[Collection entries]
┏━━
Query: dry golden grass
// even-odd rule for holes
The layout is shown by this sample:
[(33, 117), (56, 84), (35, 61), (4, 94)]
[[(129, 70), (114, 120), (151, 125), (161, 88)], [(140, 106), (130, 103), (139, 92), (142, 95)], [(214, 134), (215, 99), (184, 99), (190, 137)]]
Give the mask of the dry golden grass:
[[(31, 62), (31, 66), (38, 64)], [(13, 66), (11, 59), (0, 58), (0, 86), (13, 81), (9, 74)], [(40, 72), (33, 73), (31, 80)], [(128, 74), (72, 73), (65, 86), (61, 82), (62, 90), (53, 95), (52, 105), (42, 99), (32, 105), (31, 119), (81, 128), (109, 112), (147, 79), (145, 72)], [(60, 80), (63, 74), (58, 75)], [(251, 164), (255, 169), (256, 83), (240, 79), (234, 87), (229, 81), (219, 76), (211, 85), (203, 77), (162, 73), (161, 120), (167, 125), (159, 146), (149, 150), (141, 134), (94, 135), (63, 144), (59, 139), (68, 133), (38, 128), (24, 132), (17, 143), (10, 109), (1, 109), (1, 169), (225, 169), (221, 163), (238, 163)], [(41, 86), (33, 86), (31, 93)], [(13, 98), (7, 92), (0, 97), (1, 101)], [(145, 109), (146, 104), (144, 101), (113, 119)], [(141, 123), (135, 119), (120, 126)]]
┗━━
Rewrite the items above, replacing "dry golden grass" with "dry yellow grass" wherever it occurs and leaving everything else unchanged.

### FINAL RESULT
Query: dry yellow grass
// even-odd rule for holes
The layout is shown by this sample:
[(33, 117), (56, 84), (35, 61), (4, 94)]
[[(129, 70), (114, 120), (151, 125), (161, 88)], [(140, 106), (130, 103), (139, 92), (142, 95)], [(214, 134), (215, 99), (184, 99), (190, 137)]]
Give the mask of the dry yellow grass:
[[(31, 62), (31, 66), (38, 64)], [(13, 66), (11, 59), (0, 58), (0, 86), (13, 81), (9, 74)], [(40, 72), (33, 73), (31, 80)], [(128, 74), (72, 73), (65, 86), (61, 82), (62, 90), (53, 95), (52, 105), (42, 99), (32, 105), (31, 119), (81, 128), (109, 112), (147, 79), (145, 72)], [(60, 80), (63, 74), (58, 75)], [(251, 164), (255, 169), (256, 83), (240, 79), (234, 87), (229, 81), (219, 76), (211, 85), (203, 77), (162, 73), (161, 120), (167, 125), (159, 146), (149, 150), (141, 134), (94, 135), (63, 144), (59, 139), (68, 133), (38, 128), (24, 132), (17, 143), (10, 109), (1, 109), (1, 169), (225, 169), (221, 163), (238, 163)], [(41, 86), (33, 86), (31, 93)], [(13, 98), (7, 92), (0, 97), (1, 101)], [(145, 109), (146, 104), (144, 101), (113, 119)], [(141, 123), (135, 119), (120, 126)]]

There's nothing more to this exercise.